■ **RECORDS FOR THE TASK**

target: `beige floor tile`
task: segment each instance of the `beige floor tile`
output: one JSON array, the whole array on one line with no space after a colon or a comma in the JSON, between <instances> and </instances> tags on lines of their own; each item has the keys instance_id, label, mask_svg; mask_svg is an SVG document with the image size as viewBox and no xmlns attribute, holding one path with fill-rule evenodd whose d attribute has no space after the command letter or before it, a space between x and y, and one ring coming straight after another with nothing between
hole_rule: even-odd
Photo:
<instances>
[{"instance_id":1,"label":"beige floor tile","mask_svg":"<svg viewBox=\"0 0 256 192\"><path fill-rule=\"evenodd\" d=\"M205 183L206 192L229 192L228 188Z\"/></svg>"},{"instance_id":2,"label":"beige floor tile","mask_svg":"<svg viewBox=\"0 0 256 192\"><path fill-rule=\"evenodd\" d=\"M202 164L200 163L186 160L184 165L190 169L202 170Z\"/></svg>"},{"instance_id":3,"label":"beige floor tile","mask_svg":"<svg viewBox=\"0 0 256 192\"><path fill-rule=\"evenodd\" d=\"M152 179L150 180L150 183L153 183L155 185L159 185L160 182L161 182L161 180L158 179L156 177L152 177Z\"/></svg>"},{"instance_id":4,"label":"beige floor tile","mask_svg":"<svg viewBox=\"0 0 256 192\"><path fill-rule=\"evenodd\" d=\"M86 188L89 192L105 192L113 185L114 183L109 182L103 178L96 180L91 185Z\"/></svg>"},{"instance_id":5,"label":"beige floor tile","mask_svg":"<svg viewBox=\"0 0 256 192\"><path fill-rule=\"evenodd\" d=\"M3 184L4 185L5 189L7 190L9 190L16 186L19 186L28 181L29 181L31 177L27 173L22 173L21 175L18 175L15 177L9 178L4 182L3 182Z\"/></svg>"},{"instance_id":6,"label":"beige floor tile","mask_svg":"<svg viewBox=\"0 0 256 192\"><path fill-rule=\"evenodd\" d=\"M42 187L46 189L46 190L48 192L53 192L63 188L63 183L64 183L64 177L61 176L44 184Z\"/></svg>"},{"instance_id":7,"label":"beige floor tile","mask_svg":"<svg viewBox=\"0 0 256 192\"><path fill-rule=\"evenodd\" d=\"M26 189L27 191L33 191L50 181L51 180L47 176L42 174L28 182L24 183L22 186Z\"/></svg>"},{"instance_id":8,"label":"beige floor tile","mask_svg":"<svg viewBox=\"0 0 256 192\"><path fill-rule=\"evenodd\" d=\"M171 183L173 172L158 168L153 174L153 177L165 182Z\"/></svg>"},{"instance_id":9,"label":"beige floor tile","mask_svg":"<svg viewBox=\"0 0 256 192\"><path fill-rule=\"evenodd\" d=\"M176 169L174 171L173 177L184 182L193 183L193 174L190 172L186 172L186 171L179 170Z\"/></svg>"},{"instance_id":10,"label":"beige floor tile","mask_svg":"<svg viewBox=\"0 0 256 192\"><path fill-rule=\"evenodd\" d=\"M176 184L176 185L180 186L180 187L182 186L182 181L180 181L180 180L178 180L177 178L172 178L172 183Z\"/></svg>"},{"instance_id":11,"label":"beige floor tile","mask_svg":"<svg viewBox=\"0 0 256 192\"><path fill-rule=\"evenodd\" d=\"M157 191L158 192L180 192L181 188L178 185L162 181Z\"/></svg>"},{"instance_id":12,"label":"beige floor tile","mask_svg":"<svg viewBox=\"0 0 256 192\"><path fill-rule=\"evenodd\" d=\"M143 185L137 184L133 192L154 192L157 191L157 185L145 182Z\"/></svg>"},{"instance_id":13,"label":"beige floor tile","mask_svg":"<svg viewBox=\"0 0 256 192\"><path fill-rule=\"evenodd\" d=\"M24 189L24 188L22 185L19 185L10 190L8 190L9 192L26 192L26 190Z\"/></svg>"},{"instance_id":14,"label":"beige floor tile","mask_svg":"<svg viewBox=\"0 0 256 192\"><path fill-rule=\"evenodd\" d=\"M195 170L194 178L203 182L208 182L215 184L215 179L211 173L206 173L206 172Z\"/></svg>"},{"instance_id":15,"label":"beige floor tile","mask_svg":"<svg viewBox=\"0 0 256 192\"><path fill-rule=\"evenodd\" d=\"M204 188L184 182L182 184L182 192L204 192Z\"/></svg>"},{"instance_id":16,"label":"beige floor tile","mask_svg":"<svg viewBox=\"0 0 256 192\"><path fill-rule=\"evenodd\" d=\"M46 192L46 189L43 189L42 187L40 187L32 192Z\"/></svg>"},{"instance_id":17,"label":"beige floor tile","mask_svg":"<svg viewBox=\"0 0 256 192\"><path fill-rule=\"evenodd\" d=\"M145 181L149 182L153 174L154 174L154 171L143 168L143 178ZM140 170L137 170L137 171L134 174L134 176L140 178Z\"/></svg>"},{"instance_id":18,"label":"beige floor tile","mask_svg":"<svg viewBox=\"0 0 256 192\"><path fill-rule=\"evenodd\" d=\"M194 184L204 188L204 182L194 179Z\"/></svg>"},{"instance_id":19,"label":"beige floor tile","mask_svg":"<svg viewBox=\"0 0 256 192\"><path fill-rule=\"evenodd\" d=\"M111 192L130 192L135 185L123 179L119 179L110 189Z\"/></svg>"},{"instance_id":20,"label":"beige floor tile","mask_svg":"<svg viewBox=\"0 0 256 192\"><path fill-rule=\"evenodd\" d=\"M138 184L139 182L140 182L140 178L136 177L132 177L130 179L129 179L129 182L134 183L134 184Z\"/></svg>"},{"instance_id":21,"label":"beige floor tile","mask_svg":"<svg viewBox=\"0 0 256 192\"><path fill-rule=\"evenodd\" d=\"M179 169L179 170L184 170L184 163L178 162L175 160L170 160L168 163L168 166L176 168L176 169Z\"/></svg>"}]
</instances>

■ **TO BE DONE**
Copy out the data shown above without altering anything.

■ **RESULT FOR THIS TASK**
target: `beige floor tile`
task: segment each instance of the `beige floor tile`
output: one JSON array, the whole array on one line with no space after a colon or a comma in the JSON, between <instances> and </instances> tags on lines of their own; each item has the keys instance_id, label, mask_svg; mask_svg is an SVG document with the image size as viewBox and no xmlns attribute, holding one path with fill-rule evenodd whose d attribute has no space after the command letter or before it, a space between x and y, and one ring coming straight after another with nothing between
hole_rule: even-odd
Photo:
<instances>
[{"instance_id":1,"label":"beige floor tile","mask_svg":"<svg viewBox=\"0 0 256 192\"><path fill-rule=\"evenodd\" d=\"M205 183L206 192L229 192L228 188Z\"/></svg>"},{"instance_id":2,"label":"beige floor tile","mask_svg":"<svg viewBox=\"0 0 256 192\"><path fill-rule=\"evenodd\" d=\"M202 164L200 163L186 160L184 165L190 169L202 170Z\"/></svg>"},{"instance_id":3,"label":"beige floor tile","mask_svg":"<svg viewBox=\"0 0 256 192\"><path fill-rule=\"evenodd\" d=\"M152 179L150 180L150 183L153 183L155 185L159 185L160 182L161 182L161 180L158 179L156 177L152 177Z\"/></svg>"},{"instance_id":4,"label":"beige floor tile","mask_svg":"<svg viewBox=\"0 0 256 192\"><path fill-rule=\"evenodd\" d=\"M86 188L89 192L105 192L113 185L114 183L109 182L103 178L96 180L91 185Z\"/></svg>"},{"instance_id":5,"label":"beige floor tile","mask_svg":"<svg viewBox=\"0 0 256 192\"><path fill-rule=\"evenodd\" d=\"M3 184L4 185L5 189L7 190L9 190L16 186L19 186L28 181L29 181L31 177L27 173L22 173L21 175L18 175L15 177L9 178L4 182L3 182Z\"/></svg>"},{"instance_id":6,"label":"beige floor tile","mask_svg":"<svg viewBox=\"0 0 256 192\"><path fill-rule=\"evenodd\" d=\"M42 187L46 189L46 190L48 192L53 192L63 188L63 183L64 183L64 177L61 176L44 184Z\"/></svg>"},{"instance_id":7,"label":"beige floor tile","mask_svg":"<svg viewBox=\"0 0 256 192\"><path fill-rule=\"evenodd\" d=\"M26 189L27 191L33 191L50 181L51 180L47 176L42 174L28 182L24 183L22 186Z\"/></svg>"},{"instance_id":8,"label":"beige floor tile","mask_svg":"<svg viewBox=\"0 0 256 192\"><path fill-rule=\"evenodd\" d=\"M171 183L173 172L158 168L153 174L153 177L165 182Z\"/></svg>"},{"instance_id":9,"label":"beige floor tile","mask_svg":"<svg viewBox=\"0 0 256 192\"><path fill-rule=\"evenodd\" d=\"M176 169L174 171L173 177L184 182L193 183L193 174L190 172L186 172L186 171L179 170Z\"/></svg>"},{"instance_id":10,"label":"beige floor tile","mask_svg":"<svg viewBox=\"0 0 256 192\"><path fill-rule=\"evenodd\" d=\"M176 184L176 185L180 186L180 187L182 186L182 181L180 181L180 180L178 180L177 178L172 178L172 183Z\"/></svg>"},{"instance_id":11,"label":"beige floor tile","mask_svg":"<svg viewBox=\"0 0 256 192\"><path fill-rule=\"evenodd\" d=\"M157 191L158 192L180 192L181 188L178 185L162 181Z\"/></svg>"},{"instance_id":12,"label":"beige floor tile","mask_svg":"<svg viewBox=\"0 0 256 192\"><path fill-rule=\"evenodd\" d=\"M143 185L137 184L133 192L154 192L157 191L157 185L145 182Z\"/></svg>"},{"instance_id":13,"label":"beige floor tile","mask_svg":"<svg viewBox=\"0 0 256 192\"><path fill-rule=\"evenodd\" d=\"M24 189L24 188L22 185L19 185L10 190L8 190L9 192L26 192L26 190Z\"/></svg>"},{"instance_id":14,"label":"beige floor tile","mask_svg":"<svg viewBox=\"0 0 256 192\"><path fill-rule=\"evenodd\" d=\"M195 170L194 178L203 182L208 182L215 184L215 179L211 173L206 173L206 172Z\"/></svg>"},{"instance_id":15,"label":"beige floor tile","mask_svg":"<svg viewBox=\"0 0 256 192\"><path fill-rule=\"evenodd\" d=\"M204 188L184 182L182 184L182 192L204 192Z\"/></svg>"},{"instance_id":16,"label":"beige floor tile","mask_svg":"<svg viewBox=\"0 0 256 192\"><path fill-rule=\"evenodd\" d=\"M46 192L46 189L43 189L42 187L40 187L32 192Z\"/></svg>"},{"instance_id":17,"label":"beige floor tile","mask_svg":"<svg viewBox=\"0 0 256 192\"><path fill-rule=\"evenodd\" d=\"M145 181L149 182L153 174L154 174L154 171L143 168L143 178ZM140 170L137 170L137 171L134 174L134 176L140 178Z\"/></svg>"},{"instance_id":18,"label":"beige floor tile","mask_svg":"<svg viewBox=\"0 0 256 192\"><path fill-rule=\"evenodd\" d=\"M194 184L204 188L204 182L194 179Z\"/></svg>"},{"instance_id":19,"label":"beige floor tile","mask_svg":"<svg viewBox=\"0 0 256 192\"><path fill-rule=\"evenodd\" d=\"M111 192L130 192L135 185L123 179L119 179L110 189Z\"/></svg>"},{"instance_id":20,"label":"beige floor tile","mask_svg":"<svg viewBox=\"0 0 256 192\"><path fill-rule=\"evenodd\" d=\"M138 184L139 182L140 182L140 178L136 177L132 177L130 179L129 179L129 182L134 183L134 184Z\"/></svg>"},{"instance_id":21,"label":"beige floor tile","mask_svg":"<svg viewBox=\"0 0 256 192\"><path fill-rule=\"evenodd\" d=\"M179 169L179 170L184 170L184 163L178 162L175 160L170 160L168 163L168 166L176 168L176 169Z\"/></svg>"}]
</instances>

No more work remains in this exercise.